PROBLEM
Extract from the entries below, exactly as given, only the lines from the line containing "Query: concrete wall" to the line containing "x=216, y=257", both lines included.

PROVIDED DATA
"""

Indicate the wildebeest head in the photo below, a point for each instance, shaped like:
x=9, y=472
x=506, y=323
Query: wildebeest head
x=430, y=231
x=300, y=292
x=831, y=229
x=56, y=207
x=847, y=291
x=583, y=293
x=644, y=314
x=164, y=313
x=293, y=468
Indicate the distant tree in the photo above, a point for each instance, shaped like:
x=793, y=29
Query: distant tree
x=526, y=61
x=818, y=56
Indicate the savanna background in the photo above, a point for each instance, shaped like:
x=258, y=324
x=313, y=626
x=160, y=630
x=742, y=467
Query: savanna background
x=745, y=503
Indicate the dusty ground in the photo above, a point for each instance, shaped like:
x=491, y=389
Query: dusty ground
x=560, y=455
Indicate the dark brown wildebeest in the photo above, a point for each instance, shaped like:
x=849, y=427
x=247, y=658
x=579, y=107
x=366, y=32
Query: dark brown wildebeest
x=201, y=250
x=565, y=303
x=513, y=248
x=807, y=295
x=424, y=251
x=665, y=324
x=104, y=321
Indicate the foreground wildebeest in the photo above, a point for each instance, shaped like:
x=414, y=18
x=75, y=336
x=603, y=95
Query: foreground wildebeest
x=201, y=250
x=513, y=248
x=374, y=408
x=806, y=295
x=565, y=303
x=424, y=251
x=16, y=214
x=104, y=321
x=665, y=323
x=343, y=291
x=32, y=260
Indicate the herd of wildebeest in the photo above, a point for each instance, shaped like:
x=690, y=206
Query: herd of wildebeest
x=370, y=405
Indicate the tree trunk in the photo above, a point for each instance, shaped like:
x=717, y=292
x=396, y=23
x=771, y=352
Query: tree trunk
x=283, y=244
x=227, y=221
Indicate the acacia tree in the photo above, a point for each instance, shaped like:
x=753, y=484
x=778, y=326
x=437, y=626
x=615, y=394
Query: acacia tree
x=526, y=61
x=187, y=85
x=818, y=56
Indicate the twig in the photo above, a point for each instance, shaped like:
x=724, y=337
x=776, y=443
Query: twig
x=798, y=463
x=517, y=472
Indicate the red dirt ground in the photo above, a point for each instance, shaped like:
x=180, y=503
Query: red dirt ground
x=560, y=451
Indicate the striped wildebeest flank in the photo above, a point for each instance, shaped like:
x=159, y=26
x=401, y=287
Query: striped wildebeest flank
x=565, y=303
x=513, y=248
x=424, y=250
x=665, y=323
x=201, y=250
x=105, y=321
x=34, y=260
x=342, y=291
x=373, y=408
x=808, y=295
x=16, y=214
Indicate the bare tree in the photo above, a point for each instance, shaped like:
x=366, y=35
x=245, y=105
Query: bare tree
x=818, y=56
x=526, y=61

"""
"""

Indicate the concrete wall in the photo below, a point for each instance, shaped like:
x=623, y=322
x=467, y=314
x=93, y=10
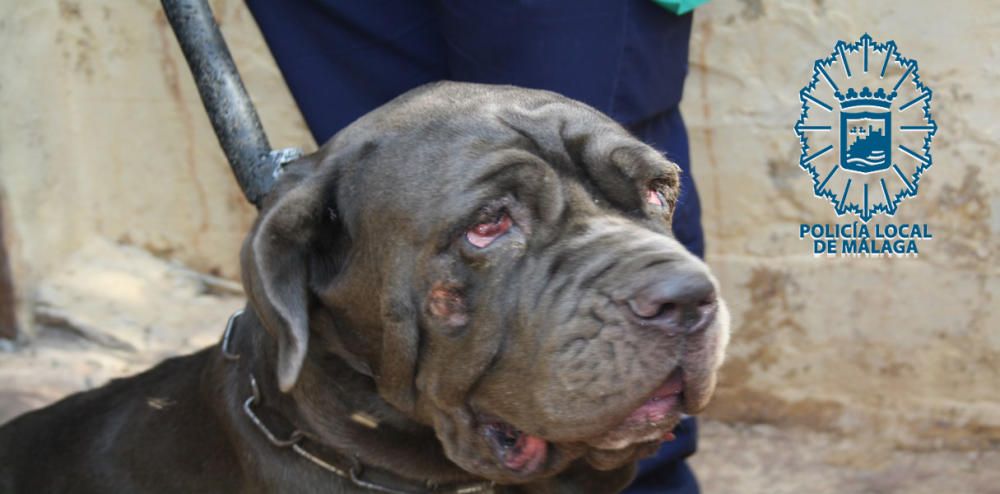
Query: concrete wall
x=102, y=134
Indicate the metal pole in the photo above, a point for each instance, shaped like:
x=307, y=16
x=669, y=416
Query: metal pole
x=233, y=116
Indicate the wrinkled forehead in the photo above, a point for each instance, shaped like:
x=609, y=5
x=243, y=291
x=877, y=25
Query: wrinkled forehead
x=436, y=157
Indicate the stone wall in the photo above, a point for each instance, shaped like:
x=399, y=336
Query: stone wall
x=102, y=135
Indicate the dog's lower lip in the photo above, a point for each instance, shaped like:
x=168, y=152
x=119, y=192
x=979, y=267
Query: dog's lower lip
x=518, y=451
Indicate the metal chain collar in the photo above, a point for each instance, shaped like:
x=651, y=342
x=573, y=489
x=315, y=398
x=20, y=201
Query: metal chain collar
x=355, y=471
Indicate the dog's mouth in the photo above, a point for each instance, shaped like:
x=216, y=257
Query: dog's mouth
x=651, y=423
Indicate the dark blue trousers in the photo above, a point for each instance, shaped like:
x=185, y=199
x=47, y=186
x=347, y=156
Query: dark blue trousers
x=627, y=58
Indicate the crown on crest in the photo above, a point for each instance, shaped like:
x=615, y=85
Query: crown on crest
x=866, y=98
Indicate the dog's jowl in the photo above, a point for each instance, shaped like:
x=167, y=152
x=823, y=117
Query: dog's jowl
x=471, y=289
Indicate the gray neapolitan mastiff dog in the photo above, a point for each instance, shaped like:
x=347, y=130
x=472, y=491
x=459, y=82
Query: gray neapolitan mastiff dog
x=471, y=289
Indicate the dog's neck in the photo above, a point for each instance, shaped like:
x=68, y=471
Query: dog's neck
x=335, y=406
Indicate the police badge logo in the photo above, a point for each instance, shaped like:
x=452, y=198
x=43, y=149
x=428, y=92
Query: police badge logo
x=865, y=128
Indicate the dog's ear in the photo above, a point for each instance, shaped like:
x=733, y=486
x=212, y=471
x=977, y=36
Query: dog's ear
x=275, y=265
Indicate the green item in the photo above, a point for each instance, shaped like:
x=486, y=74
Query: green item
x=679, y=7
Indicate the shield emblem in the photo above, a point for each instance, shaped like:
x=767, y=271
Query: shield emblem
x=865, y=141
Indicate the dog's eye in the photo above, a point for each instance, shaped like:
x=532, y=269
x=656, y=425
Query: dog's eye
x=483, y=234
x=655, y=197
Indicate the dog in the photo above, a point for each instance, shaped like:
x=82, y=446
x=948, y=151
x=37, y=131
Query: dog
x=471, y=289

"""

EXERCISE RESPONSE
Query: concrete wall
x=102, y=134
Indicate the metal pole in the photo above, a point for each instance, shaped like:
x=307, y=16
x=669, y=416
Query: metal pole
x=233, y=116
Indicate the wrinkled forehead in the photo above, a point for each instance, shaped like:
x=609, y=5
x=243, y=291
x=877, y=25
Query: wrinkled forehead
x=436, y=157
Indicate the stone wall in the photo above, a point for each instance, shaped like:
x=399, y=336
Query: stone wall
x=102, y=135
Indicate the dog's lower lip in the photo above, a point for each instance, shaped like:
x=168, y=152
x=119, y=192
x=979, y=267
Query: dog's lower lip
x=518, y=451
Indicate the metal chain collar in the photo above, a point for each instance, shaped like:
x=651, y=342
x=573, y=489
x=315, y=398
x=20, y=201
Query: metal chain collar
x=355, y=471
Indicate the dog's mouth in the photo above, a point for each instance, shaped like:
x=216, y=257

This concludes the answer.